This instrument may be executed in any number of counterparts, each of
which so executed shall be deemed to be an original, but all such counterparts
shall together constitute but one and the same instrument.
ARTICLE FIFTEEN
SUBORDINATION
Section 1501. Agreement to Subordinate.
The Company covenants and agrees, and each Holder of Securities issued
hereunder by such Holder's acceptance thereof likewise covenants and agrees,
that all Securities shall be issued subject to the provisions of this Article
Fifteen; and each Holder of a Security, whether upon original issue or upon
transfer or assignment thereof, accepts and agrees to be bound by such
provisions.
The payment by the Company of the principal of, premium, if any, and
interest and Additional Amounts on all Securities issued hereunder shall, to the
extent and in the manner hereinafter set forth, be subordinated and junior in
right of payment to the prior payment in full of all Senior Indebtedness of the
Company, whether outstanding at the date of this Indenture or thereafter
incurred.

◆ **PROBLEMS TO WORK ON**:
(a) Copy out the indenture excerpt, starting with "ARTICLE FIFTEEN" and going on through "provisions.".
(b) Answer these questions from the indenture excerpt.
(i) What is the heading of Article Fifteen?
(ii) What is each executed counterpart deemed to be?
(iii) To what is the Company's payment on the Securities made subordinate and junior in right of payment?
(c) Write the next part of the indenture excerpt, picking up after its final sentence.
The rows after this point are separate material from the indenture excerpt.

◆ **GIVEN ENTRIES**:
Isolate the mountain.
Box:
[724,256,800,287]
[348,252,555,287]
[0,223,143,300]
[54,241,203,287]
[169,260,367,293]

◆ **WRITTEN RESPONSES**:
(a)
ARTICLE FIFTEEN
SUBORDINATION
Section 1501. Agreement to Subordinate.
The Company covenants and agrees, and each Holder of Securities issued
hereunder by such Holder's acceptance thereof likewise covenants and agrees,
that all Securities shall be issued subject to the provisions of this Article
Fifteen; and each Holder of a Security, whether upon original issue or upon
transfer or assignment thereof, accepts and agrees to be bound by such
provisions.

(b)
(i) Subordination.
(ii) An original.
(iii) The prior payment in full of all Senior Indebtedness of the Company, whether outstanding at the date of the Indenture or incurred afterward.

(c)
No provision of this Article Fifteen shall prevent the occurrence of any
default or Event of Default hereunder.
Section 1502. Default on Senior Indebtedness.
In the event and during the continuation of any default by the Company in
the payment of principal, premium, interest or any other payment due on any
Senior Indebtedness of the Company, as the case may be, or in the event that the
maturity of any Senior Indebtedness of the Company, as the case may be, has been
accelerated because of a default, then, in either case, no payment shall be made
by the Company with respect to the principal (including redemption payments) of,
or premium, if any, or interest or Additional Amounts on, the Securities or to
acquire any of the Securities (except sinking fund payments made with respect to
Securities acquired by the Company prior to such default).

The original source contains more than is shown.